§ **DATA SUPPLIED**
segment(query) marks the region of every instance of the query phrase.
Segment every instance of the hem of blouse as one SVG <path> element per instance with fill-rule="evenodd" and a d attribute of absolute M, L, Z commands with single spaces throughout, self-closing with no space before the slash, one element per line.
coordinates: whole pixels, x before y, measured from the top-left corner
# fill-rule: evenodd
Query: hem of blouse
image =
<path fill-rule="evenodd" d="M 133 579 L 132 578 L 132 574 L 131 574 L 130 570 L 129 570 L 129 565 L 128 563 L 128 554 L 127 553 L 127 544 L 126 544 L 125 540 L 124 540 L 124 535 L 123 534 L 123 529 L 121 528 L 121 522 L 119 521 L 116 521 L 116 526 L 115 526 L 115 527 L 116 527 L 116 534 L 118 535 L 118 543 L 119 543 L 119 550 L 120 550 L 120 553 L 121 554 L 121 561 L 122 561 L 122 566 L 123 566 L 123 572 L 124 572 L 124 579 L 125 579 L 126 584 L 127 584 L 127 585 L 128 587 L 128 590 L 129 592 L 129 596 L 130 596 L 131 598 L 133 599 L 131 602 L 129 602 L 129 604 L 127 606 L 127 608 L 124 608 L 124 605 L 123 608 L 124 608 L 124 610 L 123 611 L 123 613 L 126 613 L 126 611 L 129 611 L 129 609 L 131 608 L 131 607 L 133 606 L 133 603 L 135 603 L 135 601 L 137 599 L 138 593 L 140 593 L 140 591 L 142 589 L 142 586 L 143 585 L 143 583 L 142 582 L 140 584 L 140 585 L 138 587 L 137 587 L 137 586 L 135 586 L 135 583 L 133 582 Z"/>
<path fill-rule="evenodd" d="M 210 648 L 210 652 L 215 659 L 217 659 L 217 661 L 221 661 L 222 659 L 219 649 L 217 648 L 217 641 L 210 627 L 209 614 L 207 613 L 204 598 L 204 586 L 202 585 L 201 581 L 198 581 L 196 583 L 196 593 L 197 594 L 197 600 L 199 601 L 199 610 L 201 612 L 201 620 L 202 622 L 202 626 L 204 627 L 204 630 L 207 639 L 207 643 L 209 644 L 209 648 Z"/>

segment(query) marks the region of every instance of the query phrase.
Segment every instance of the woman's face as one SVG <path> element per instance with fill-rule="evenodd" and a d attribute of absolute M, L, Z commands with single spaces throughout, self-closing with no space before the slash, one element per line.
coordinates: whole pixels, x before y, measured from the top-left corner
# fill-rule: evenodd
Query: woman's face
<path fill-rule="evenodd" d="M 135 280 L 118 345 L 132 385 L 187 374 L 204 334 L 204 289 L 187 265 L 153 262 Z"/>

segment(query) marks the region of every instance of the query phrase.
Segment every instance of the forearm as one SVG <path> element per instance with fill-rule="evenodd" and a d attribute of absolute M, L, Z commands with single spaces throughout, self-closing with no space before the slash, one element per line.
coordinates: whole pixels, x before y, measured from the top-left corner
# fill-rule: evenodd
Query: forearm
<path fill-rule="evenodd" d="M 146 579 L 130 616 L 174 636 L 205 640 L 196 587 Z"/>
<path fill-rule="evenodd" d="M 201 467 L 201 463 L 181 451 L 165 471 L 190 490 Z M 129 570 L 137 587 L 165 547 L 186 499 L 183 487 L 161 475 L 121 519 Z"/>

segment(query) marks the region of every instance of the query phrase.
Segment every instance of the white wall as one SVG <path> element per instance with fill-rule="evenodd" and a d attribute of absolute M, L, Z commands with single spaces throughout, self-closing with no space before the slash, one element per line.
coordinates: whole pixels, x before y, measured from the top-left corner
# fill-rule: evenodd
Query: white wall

§ **WHAT THE TASK REQUIRES**
Reproduce the data verbatim, everything from its first line down to the line containing "Segment every instance of the hem", with both of those lines included.

§ **ANSWER TO THE TASK**
segment(query) marks the region of every instance of the query phrase.
Segment every instance of the hem of blouse as one SVG <path> element per instance with fill-rule="evenodd" and a d attribute of absolute M, L, Z commands with single spaces throughout, self-closing with no space before the slash, one element per line.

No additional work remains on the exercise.